(Beginning of ENTRIES SHOWN)

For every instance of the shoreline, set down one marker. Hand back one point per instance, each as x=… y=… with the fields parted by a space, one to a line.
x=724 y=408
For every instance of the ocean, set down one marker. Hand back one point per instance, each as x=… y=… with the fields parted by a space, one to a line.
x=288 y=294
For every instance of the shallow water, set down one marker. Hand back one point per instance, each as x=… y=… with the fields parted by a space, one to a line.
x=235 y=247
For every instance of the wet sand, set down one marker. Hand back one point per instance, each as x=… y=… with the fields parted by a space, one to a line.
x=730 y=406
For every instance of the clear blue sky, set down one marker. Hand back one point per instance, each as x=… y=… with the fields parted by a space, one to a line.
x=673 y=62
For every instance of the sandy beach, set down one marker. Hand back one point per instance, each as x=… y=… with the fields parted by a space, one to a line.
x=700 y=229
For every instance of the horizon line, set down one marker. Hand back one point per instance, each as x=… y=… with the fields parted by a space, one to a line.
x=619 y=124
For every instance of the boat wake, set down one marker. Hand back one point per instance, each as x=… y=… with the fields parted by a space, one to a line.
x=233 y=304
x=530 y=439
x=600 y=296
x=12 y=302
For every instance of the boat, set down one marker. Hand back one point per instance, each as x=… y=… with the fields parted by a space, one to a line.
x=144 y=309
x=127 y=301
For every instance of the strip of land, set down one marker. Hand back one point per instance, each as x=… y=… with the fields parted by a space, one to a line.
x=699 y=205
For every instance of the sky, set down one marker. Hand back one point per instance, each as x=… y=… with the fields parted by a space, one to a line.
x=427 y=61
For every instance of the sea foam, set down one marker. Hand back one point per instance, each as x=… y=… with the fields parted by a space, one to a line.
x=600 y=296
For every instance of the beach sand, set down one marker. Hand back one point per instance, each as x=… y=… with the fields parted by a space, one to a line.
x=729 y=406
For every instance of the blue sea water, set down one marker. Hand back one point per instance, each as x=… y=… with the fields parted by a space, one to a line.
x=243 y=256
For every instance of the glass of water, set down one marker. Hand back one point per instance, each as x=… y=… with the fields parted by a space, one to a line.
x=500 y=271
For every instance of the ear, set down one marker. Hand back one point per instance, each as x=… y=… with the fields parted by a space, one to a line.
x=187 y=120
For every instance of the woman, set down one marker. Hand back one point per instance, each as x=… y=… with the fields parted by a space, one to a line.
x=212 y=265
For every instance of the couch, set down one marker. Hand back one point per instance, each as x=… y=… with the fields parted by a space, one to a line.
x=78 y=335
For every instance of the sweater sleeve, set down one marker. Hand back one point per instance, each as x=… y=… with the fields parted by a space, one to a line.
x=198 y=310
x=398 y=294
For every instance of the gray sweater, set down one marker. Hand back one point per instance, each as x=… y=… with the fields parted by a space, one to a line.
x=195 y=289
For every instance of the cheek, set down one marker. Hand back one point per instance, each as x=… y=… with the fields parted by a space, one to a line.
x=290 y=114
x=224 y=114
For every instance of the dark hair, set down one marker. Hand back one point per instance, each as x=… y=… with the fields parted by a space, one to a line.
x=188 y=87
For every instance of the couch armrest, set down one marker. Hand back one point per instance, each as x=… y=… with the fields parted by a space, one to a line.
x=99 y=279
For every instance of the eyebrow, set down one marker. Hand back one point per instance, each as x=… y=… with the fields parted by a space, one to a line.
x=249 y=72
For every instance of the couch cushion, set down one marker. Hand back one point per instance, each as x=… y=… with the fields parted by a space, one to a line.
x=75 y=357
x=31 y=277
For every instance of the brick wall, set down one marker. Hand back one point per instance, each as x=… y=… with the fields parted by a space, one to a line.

(End of ENTRIES SHOWN)

▸ **ABOUT THIS EXERCISE**: The answer is every entry, repeated word for word.

▸ **WRITTEN RESPONSE**:
For every instance of the shoreline, set down one marker. Hand back one point per instance, each as x=… y=… with the fields parted by a space, one to a line.
x=724 y=408
For every instance of the ocean, set down one marker. Hand back one point per instance, each as x=… y=… with the fields parted by a space, one to a line.
x=288 y=294
For every instance of the shallow water, set down one marker. Hand back one point per instance, each as x=… y=… with the fields parted by a space, one to a line.
x=235 y=247
For every instance of the wet sand, set down one marker. Hand back one point per instance, each as x=… y=… with the fields parted by a space, one to a line.
x=730 y=406
For every instance of the clear blue sky, set down one marker. Hand back one point per instance, each as x=… y=… with the fields parted by a space, one to a line.
x=673 y=62
For every instance of the sandy beach, set down one marker. Hand back one point per instance, each as x=… y=… with the fields parted by a space, one to a line.
x=700 y=229
For every instance of the horizon line, set down one marker. Hand back one point per instance, each as x=… y=… with the fields parted by a space, one to a line.
x=619 y=124
For every instance of the boat wake, set down one marker. Hand back one point per instance, each as x=… y=… with the fields parted by a space, one to a line.
x=233 y=304
x=530 y=439
x=600 y=296
x=12 y=302
For every instance of the boat, set down one marker. Hand back one point per instance, each as x=… y=… with the fields parted by a space, one to a line.
x=144 y=309
x=127 y=301
For every instance of the strip of land, set down one marker. Hand back one point per instance, each as x=… y=… with the fields parted by a space, one to a line.
x=699 y=205
For every instance of the sky, set down one marker. Hand back one point per instance, each as x=… y=… with the fields parted by a space, one to a line.
x=427 y=61
For every instance of the sea foam, set down one marker. Hand back one point per instance, each as x=… y=… with the fields parted by a space, one to a line.
x=600 y=296
For every instance of the beach sand, set down one marker. Hand back one point per instance, each as x=… y=… with the fields parted by a space, one to a line.
x=729 y=406
For every instance of the blue sea water, set down one marker. Hand back one point per instance, each as x=… y=… with the fields parted by a space, one to a line.
x=243 y=256
For every instance of the glass of water, set down one marker. Hand back one point per instance, each as x=… y=… with the fields parted by a space, one to a line.
x=500 y=271
For every instance of the ear, set down one marker. Hand back one point per instance, each as x=… y=… with the fields parted by a space, one to a line.
x=187 y=120
For every instance of the woman, set down one marker. Hand back one point per instance, each as x=… y=… with the fields parted by a space, one to a line.
x=212 y=265
For every instance of the couch, set down one marker. Hand back one point per instance, each as x=… y=… with the fields parted by a space, one to a line.
x=78 y=335
For every instance of the sweater sleeve, set down one marker. Hand back one point per instance, each as x=… y=… with the fields parted by a space, one to a line.
x=198 y=310
x=398 y=294
For every instance of the gray sweater, set down one marker. Hand back one point per instance, each as x=… y=… with the fields parted by a space, one to a line.
x=195 y=289
For every instance of the cheek, set down one marker. Hand back one point per instance, each as x=… y=… with the fields parted by a space, one to a line.
x=290 y=114
x=224 y=114
For every instance of the dark hair, set down one marker. Hand back one point per instance, each as x=… y=… with the fields parted by a space, one to a line.
x=188 y=87
For every instance of the couch armrest, set down one marker. Hand back one point per instance, each as x=… y=… with the fields parted by a space, one to a line.
x=99 y=279
For every instance of the eyebrow, set down one marker. Hand back one point per instance, each as x=… y=… with the fields parted by a space, one to a line.
x=249 y=72
For every instance of the couch cushion, set down one marker. Hand back one point per instance, each as x=… y=… with the fields parted by a space, one to a line.
x=75 y=357
x=31 y=277
For every instance of the brick wall, set down one marker. Hand back one point per instance, each as x=… y=… with the fields parted by a space, one to a line.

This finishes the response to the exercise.